[[ SELECTED EXTRACT open ]]

By: Brittany Raines
Small Community, Big Village
Sounds contradictory, right? Let me explain. Both on the installation and off, our community is small in size but big in hearts, helping hands and compassion for our communities.
Here at Fort Drum, a village is easy to come by if you are open to it. Your village can be found within organizations such as the Spouses’ Club, youth groups, chapels, and other military services. Service members and spouses’ are easily connected to others who are like-minded. This cultivates a village for the time they are at this duty station. Further, there are groups like this outside the installation. Because the surrounding community is incredibly supportive of our service members, our villages extend beyond the gates. Having personal and community support empowers groups to make a difference together.
Giving Tuesday Military
This initiative started small--as many new programs do. Because our movement was so inspiring, we had individuals reach out to us even before our planning began. This is a testament to the impact of small acts of kindness and the potential a community has to grow.
While many people are preparing for the holidays or settling in from a recent move, we have more than twenty organizations ready to make an impact through kindness in our community. What’s better, we will be inspiring community giving, both inside the gates and in neighborhood schools and surrounding communities as well.

[[ SELECTED EXTRACT closed ]]
[[ RAW DATA open ]]

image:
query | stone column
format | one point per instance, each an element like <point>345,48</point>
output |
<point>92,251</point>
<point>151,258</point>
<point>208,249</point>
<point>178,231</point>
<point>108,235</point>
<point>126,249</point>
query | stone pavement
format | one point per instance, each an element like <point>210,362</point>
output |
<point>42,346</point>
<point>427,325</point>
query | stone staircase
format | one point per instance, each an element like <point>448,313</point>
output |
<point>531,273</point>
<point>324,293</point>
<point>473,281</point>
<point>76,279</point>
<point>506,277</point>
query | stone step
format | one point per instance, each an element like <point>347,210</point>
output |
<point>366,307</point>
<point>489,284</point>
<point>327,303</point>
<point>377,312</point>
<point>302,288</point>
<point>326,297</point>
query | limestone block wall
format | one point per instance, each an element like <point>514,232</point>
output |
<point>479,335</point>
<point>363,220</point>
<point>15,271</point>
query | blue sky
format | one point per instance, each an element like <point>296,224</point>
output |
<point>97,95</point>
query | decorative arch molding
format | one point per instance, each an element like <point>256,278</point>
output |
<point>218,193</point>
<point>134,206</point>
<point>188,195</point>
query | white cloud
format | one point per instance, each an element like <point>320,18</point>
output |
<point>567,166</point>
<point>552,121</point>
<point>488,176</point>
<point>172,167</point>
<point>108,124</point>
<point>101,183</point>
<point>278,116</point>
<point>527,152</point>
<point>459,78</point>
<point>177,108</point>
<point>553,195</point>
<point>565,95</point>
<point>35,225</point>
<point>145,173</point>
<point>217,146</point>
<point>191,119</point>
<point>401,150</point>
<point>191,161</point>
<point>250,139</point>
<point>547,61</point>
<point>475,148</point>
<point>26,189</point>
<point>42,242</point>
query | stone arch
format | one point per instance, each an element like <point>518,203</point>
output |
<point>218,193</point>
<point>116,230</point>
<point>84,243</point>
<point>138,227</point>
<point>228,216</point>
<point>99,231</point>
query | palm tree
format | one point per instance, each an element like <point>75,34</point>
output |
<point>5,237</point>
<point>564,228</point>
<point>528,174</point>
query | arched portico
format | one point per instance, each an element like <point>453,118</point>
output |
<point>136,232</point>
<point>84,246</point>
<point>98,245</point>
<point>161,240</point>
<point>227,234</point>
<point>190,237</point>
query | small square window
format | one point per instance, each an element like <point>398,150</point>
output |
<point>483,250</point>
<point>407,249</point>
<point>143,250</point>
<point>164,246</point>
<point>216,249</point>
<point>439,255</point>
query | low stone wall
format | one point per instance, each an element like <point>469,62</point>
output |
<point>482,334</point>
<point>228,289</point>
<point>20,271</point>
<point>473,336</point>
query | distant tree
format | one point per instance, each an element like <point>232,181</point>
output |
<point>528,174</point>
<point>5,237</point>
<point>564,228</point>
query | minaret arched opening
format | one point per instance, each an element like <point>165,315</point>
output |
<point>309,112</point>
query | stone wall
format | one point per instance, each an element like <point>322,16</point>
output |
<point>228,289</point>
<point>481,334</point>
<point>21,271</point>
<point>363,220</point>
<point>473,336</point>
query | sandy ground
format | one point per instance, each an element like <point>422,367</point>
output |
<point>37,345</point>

[[ RAW DATA closed ]]

AIM OF THE TASK: According to the article on Fort Drum's community, how many organizations are ready to make an impact through kindness? Answer from the article alone.

EXPECTED ANSWER: More than twenty.